» **理解度の確認**:
1 > 本文に基づき、次の各問いに答えてください。
(a) 糖尿病の患者のほとんどは何型の糖尿病ですか。
(b) カリウムを取りすぎると、どのようなことが起こると述べられていますか。
(c) 週3回4時間透析に来る場合、透析患者は週に何時間を取られていますか。
2 > 次の各記述が本文の内容と一致するかどうかを「はい」または「いいえ」で答え、判断の根拠となる本文の語句をそのまま引用してください。
(a) 末期腎不全では尿が出ない。
(b) 指導のコツは患者を責めることである。
(c) 透析の際に痛み止めは使われていない。
3 > 本文でカリウムが沢山入っているとして挙げられている食品をすべて列挙してください。

» **対象の本文**:
··········

この糖尿病の患者さんのほとんどが2型糖尿病。
つまり後天的な生活由来のものですので、めちゃくちゃな私生活の人が多いです。
毎日缶コーヒー〇本飲んでる、食事はコンビニと外食、運動はしてないetc…
そうです。生活指導が必要なのです。
透析をすることになると、水分、塩分制限をしなくてはいけません。
腎臓が正常ならいくら飲んでもおしっこになって出ていきますが、末期腎不全は尿が出ないからです。
ラーメンや漬物など、塩分の高いものを食べると人間の体は体内の塩分を薄めるために
水を飲みたくなります。ですから水も塩も取りすぎNGなのです。
後は危険なものとしてカリウムがあります。
取りすぎると不整脈→心臓が止まります。
生野菜、海藻、果物、納豆、肉なんかは沢山入ってるのでこれらも取りすぎNGです。
といっても今まで好き放題やってた人に「あれとこれやって」と言ってもやりません。
ですから健康な人の健康相談や指導と違って、看護師の実力が試されるのです。
透析中にできる運動を提案したり、塩を使わなくても美味しく食べられるレシピを紹介したり…
処方された薬もきちんと飲んでくれない人が多いので、内服カレンダーも作りましたね。
透析患者さんは月に数回定期採血があります。
そのため飲んでないのに薬を飲んだとか、
ウソをついたりこっそりいけないものを飲み食いしていても即バレます。
慣れてくると採血結果でこの人何食ったな~とかわかるようになります。
指導のコツは患者さんを責めないことです。言いたくなりますけど。
透析患者さんは週3回4時間透析に来るとして、週12時間も時間を取られています。
しかも2日に1回極太の針で2回も刺されるのです。痛み止めは当然使ってますがそれでも痛いです。
その上水は飲むな、アレとコレは食うな、運動しろ、塩分は取るなと言われるわけです。
まさに生き地獄なのです。
私は綺麗ごとで「患者さんに寄り添う」「患者さんの気持ちになって」
などという考え方が好きではありませんし、強制されるのも嫌です。

··········

» **記録の抜粋**:
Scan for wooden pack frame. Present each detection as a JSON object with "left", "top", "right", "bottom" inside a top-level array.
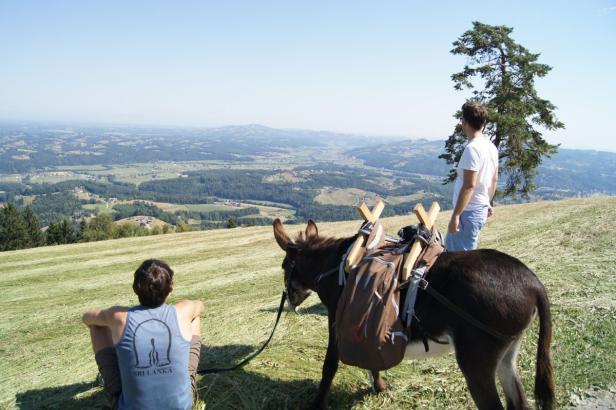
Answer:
[{"left": 344, "top": 199, "right": 441, "bottom": 281}]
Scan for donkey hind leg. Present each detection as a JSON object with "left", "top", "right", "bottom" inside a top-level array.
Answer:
[
  {"left": 497, "top": 335, "right": 530, "bottom": 410},
  {"left": 454, "top": 338, "right": 503, "bottom": 410},
  {"left": 368, "top": 370, "right": 387, "bottom": 393}
]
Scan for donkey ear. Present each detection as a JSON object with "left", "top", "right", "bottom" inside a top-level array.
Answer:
[
  {"left": 306, "top": 219, "right": 319, "bottom": 239},
  {"left": 273, "top": 218, "right": 291, "bottom": 251}
]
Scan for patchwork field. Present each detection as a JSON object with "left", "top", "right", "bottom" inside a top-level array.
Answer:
[{"left": 0, "top": 197, "right": 616, "bottom": 409}]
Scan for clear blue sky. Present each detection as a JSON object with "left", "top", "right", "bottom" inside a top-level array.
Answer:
[{"left": 0, "top": 0, "right": 616, "bottom": 151}]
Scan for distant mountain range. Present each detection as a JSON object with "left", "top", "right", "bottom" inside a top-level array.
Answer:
[{"left": 0, "top": 124, "right": 616, "bottom": 197}]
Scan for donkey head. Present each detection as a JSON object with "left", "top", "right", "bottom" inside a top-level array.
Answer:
[{"left": 274, "top": 219, "right": 319, "bottom": 310}]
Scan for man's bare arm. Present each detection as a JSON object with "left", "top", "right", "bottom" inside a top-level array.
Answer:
[
  {"left": 490, "top": 167, "right": 498, "bottom": 203},
  {"left": 448, "top": 169, "right": 477, "bottom": 233},
  {"left": 453, "top": 169, "right": 477, "bottom": 216}
]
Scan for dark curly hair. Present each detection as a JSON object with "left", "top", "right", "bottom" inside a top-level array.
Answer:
[
  {"left": 133, "top": 259, "right": 173, "bottom": 307},
  {"left": 462, "top": 101, "right": 488, "bottom": 130}
]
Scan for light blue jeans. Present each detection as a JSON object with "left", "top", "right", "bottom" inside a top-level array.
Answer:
[{"left": 445, "top": 206, "right": 488, "bottom": 252}]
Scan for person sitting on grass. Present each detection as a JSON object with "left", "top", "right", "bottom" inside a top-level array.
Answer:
[{"left": 83, "top": 259, "right": 203, "bottom": 409}]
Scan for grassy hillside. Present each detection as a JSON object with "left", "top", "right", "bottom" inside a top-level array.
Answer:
[{"left": 0, "top": 197, "right": 616, "bottom": 409}]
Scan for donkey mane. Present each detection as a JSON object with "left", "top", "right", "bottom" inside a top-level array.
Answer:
[{"left": 293, "top": 232, "right": 355, "bottom": 252}]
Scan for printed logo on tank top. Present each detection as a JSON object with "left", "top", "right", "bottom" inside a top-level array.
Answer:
[{"left": 133, "top": 319, "right": 172, "bottom": 376}]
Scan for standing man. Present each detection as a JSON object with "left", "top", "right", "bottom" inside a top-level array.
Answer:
[
  {"left": 445, "top": 101, "right": 498, "bottom": 251},
  {"left": 83, "top": 259, "right": 203, "bottom": 410}
]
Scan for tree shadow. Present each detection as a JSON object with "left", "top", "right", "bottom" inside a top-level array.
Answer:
[{"left": 16, "top": 344, "right": 369, "bottom": 410}]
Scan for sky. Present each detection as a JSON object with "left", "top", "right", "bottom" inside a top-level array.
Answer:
[{"left": 0, "top": 0, "right": 616, "bottom": 152}]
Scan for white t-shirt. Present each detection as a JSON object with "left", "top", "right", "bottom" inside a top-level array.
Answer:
[{"left": 453, "top": 137, "right": 498, "bottom": 211}]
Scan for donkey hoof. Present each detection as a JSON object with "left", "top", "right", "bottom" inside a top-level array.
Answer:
[{"left": 373, "top": 380, "right": 387, "bottom": 393}]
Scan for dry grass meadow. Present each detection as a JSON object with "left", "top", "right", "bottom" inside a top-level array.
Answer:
[{"left": 0, "top": 197, "right": 616, "bottom": 409}]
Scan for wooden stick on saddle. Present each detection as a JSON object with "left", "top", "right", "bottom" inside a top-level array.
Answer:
[
  {"left": 402, "top": 202, "right": 441, "bottom": 282},
  {"left": 344, "top": 199, "right": 385, "bottom": 272}
]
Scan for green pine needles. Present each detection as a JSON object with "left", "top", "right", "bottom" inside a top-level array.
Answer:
[{"left": 439, "top": 21, "right": 565, "bottom": 197}]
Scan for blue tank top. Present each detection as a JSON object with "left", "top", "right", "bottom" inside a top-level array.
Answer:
[{"left": 116, "top": 305, "right": 192, "bottom": 410}]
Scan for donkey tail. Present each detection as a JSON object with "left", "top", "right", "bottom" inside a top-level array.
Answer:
[{"left": 535, "top": 287, "right": 554, "bottom": 410}]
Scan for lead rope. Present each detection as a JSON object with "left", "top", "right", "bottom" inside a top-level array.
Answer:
[{"left": 197, "top": 291, "right": 287, "bottom": 374}]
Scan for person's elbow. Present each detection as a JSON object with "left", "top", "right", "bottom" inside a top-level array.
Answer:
[
  {"left": 81, "top": 310, "right": 94, "bottom": 326},
  {"left": 196, "top": 300, "right": 205, "bottom": 316}
]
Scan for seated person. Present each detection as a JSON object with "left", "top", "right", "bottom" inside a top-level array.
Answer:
[{"left": 83, "top": 259, "right": 203, "bottom": 409}]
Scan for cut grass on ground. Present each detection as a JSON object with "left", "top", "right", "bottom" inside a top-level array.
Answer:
[{"left": 0, "top": 197, "right": 616, "bottom": 409}]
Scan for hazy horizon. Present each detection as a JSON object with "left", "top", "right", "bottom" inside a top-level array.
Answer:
[{"left": 0, "top": 0, "right": 616, "bottom": 152}]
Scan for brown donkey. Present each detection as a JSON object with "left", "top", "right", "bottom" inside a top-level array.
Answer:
[{"left": 274, "top": 219, "right": 554, "bottom": 410}]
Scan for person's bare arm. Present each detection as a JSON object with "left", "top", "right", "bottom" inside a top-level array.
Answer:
[
  {"left": 488, "top": 166, "right": 498, "bottom": 216},
  {"left": 448, "top": 169, "right": 477, "bottom": 233},
  {"left": 175, "top": 300, "right": 204, "bottom": 322}
]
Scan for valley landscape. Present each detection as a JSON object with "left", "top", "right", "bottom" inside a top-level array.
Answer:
[{"left": 0, "top": 197, "right": 616, "bottom": 409}]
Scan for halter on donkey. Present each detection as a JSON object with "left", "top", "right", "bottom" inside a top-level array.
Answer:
[{"left": 274, "top": 201, "right": 554, "bottom": 410}]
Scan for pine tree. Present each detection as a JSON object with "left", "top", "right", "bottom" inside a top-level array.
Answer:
[
  {"left": 439, "top": 22, "right": 564, "bottom": 196},
  {"left": 0, "top": 203, "right": 29, "bottom": 251},
  {"left": 22, "top": 205, "right": 45, "bottom": 248}
]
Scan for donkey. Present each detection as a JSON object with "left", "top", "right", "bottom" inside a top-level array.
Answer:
[{"left": 273, "top": 219, "right": 554, "bottom": 410}]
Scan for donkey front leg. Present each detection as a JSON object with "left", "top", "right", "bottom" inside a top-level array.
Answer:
[
  {"left": 313, "top": 315, "right": 338, "bottom": 409},
  {"left": 370, "top": 370, "right": 387, "bottom": 393}
]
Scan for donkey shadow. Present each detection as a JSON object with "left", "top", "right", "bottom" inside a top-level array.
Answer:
[
  {"left": 197, "top": 345, "right": 370, "bottom": 410},
  {"left": 15, "top": 344, "right": 368, "bottom": 410},
  {"left": 259, "top": 303, "right": 327, "bottom": 316}
]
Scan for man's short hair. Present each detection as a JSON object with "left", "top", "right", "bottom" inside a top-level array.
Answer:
[
  {"left": 462, "top": 101, "right": 488, "bottom": 130},
  {"left": 133, "top": 259, "right": 173, "bottom": 307}
]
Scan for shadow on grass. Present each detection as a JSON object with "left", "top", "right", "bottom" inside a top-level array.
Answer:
[
  {"left": 16, "top": 345, "right": 368, "bottom": 410},
  {"left": 197, "top": 345, "right": 370, "bottom": 410},
  {"left": 15, "top": 381, "right": 110, "bottom": 410},
  {"left": 259, "top": 303, "right": 327, "bottom": 316}
]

··········

» **課題の解答**:
1 >
(a) 2型糖尿病です。
(b) 不整脈が起こり、心臓が止まります。
(c) 週12時間です。

2 >
(a) はい。「末期腎不全は尿が出ないからです」
(b) いいえ。「指導のコツは患者さんを責めないことです」
(c) いいえ。「痛み止めは当然使ってますがそれでも痛いです」

3 > 生野菜、海藻、果物、納豆、肉